*Set exercise 1*
Please repeat the records verbatim, from the line containing "facade in the photo above." through the final line of the records.

*Selected excerpt*
----
Greatest hits album by Goodie Mob
- Released: December 16, 2003
- Recorded: 1994–1999
- Genre: Hip hop
- Length: 58:17
- Label: Arista
- Producer: Organized Noize

Goodie Mob chronology
| World Party (1998) | Dirty South Classics (2003) | One Monkey Don't Stop No Show (2004) |

= Dirty South Classics =

Dirty South Classics is the first greatest hits album by American Southern hip hop quartet Goodie Mob. It was released on December 16, 2003, via Arista Records, and composed of five songs from Soul Food (1995), six songs from Still Standing (1998) and four songs from World Party (1999). Production was handled by Organized Noize. It features guest appearances from Outkast, Backbone and TLC. The album did not make it to the Billboard 200, however, it peaked at number 99 on the Top R&B/Hip-Hop Albums in the United States.
----
*Exercise data*
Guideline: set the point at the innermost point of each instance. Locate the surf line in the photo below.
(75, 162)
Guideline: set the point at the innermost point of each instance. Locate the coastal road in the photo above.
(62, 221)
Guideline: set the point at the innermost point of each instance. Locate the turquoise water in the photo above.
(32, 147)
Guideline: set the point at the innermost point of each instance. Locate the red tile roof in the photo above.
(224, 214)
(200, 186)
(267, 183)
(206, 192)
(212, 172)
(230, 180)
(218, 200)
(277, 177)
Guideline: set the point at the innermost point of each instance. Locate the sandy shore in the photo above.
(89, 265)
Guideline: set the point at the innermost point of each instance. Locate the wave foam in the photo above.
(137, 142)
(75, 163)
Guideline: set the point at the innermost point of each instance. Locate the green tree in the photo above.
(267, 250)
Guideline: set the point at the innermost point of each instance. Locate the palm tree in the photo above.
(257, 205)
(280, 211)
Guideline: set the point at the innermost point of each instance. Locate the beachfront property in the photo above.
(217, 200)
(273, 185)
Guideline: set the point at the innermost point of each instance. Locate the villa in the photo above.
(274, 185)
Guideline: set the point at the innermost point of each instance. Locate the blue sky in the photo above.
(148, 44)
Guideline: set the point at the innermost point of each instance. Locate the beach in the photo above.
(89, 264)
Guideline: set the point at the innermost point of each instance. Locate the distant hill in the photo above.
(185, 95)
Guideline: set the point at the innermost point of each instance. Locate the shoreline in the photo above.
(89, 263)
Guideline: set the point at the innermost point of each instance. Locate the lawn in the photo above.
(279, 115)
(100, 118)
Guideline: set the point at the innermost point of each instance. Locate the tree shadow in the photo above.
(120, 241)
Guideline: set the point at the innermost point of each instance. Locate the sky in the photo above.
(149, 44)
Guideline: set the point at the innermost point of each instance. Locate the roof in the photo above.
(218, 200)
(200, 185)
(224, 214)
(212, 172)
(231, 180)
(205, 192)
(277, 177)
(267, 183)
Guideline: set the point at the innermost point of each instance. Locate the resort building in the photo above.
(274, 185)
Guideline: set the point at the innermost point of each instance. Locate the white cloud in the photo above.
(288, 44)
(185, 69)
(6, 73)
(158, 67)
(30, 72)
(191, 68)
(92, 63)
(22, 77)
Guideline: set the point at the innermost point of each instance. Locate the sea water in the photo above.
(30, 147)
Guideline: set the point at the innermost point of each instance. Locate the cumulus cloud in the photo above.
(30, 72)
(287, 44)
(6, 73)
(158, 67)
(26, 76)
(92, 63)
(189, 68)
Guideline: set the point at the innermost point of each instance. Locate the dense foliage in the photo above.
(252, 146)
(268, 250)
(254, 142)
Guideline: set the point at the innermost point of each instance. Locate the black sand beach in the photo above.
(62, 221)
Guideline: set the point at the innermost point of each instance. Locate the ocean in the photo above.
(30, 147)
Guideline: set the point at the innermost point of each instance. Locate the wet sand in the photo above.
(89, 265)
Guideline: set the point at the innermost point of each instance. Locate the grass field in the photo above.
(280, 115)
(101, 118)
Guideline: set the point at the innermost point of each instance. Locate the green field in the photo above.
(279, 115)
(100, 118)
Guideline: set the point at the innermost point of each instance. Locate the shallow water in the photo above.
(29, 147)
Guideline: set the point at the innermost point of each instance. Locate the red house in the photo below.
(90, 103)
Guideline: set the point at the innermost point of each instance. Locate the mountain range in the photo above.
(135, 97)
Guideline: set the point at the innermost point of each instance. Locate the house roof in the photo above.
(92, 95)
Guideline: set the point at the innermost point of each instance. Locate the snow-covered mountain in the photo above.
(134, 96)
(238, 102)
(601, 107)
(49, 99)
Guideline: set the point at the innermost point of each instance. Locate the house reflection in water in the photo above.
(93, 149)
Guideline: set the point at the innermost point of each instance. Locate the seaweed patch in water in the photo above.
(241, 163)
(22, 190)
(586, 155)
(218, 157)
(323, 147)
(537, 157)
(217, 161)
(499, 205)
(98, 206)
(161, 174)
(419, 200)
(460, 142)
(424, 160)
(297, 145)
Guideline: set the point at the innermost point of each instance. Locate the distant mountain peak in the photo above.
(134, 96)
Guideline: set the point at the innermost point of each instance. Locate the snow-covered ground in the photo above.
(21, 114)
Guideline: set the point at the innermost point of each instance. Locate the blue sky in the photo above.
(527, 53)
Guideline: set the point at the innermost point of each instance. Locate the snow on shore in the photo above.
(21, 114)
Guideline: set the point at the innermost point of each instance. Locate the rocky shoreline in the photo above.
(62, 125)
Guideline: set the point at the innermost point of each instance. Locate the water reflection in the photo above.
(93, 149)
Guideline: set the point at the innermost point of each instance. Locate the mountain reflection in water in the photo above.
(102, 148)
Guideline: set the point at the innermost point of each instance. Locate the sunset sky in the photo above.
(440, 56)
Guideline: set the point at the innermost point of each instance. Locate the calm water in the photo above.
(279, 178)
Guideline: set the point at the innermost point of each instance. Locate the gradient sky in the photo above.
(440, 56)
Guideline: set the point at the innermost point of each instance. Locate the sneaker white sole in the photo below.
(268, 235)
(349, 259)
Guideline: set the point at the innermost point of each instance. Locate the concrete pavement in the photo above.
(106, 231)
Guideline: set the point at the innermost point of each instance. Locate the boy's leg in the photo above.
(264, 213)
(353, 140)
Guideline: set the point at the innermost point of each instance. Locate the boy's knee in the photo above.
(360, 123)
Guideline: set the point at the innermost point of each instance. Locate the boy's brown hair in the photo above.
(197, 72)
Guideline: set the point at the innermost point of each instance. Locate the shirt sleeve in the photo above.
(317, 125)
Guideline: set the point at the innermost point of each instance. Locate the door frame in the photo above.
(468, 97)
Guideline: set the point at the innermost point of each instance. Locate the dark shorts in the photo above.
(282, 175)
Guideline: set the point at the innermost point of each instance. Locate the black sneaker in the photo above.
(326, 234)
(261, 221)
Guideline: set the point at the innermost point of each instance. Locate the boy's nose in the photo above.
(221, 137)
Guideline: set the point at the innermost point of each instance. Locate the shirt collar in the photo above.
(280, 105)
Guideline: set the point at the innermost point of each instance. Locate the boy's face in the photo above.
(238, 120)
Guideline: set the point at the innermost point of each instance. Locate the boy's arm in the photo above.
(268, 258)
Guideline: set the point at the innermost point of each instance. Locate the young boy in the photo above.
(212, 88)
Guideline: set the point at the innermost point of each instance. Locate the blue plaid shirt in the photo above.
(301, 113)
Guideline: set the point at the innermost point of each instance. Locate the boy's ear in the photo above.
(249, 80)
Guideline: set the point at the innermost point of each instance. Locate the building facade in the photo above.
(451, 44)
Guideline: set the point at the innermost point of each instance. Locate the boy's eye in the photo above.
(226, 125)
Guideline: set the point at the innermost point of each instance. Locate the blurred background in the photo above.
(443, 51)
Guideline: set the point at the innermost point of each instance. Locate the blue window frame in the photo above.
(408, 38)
----
*Set exercise 2*
Carry on the text about Goodie Mob's album Dirty South Classics, starting after its last sentence.

*Written response 1*
Guideline: set the point at the innermost point of each instance. Locate the building facade in the photo above.
(451, 44)
Guideline: set the point at the innermost point of each instance. Locate the boy's eye in the photo above.
(226, 125)
Guideline: set the point at the innermost point of each instance. Locate the blurred background in the photo above.
(443, 51)
Guideline: set the point at the innermost point of each instance. Locate the blue window frame in the photo above.
(408, 38)

*Written response 2*
Professional ratings
Review scores
| Source | Rating |
| AllMusic | Star Half star |
| Pitchfork | 7/10 |
| The New Rolling Stone Album Guide | Star |

==Background==
By the time of the release of Dirty South Classics, member CeeLo Green was not a part of the Goodie Mob, as he left the group after the release of the group's third studio album, World Party in 1999. In 2002, he dropped his debut album, Cee-Lo Green and His Perfect Imperfections also via Arista Records. Member Big Gipp's debut solo album, Mutant Mindframe, was released a few months prior to Dirty South Classics through the independent record label Koch Records. The following year, Goodie Mob (without Cee-Lo) would record and release the group's fourth studio album, One Monkey Don't Stop No Show, also for Koch Records.

==Track listing==

- Notes
- Tracks 1, 4, 9, 10, 11 and 14 are taken from Still Standing (1998).
- Tracks 2, 3, 5, 12 and 15 are taken from Soul Food (1995).
- Tracks 6, 7, 8 and 13 are taken from World Party (1999).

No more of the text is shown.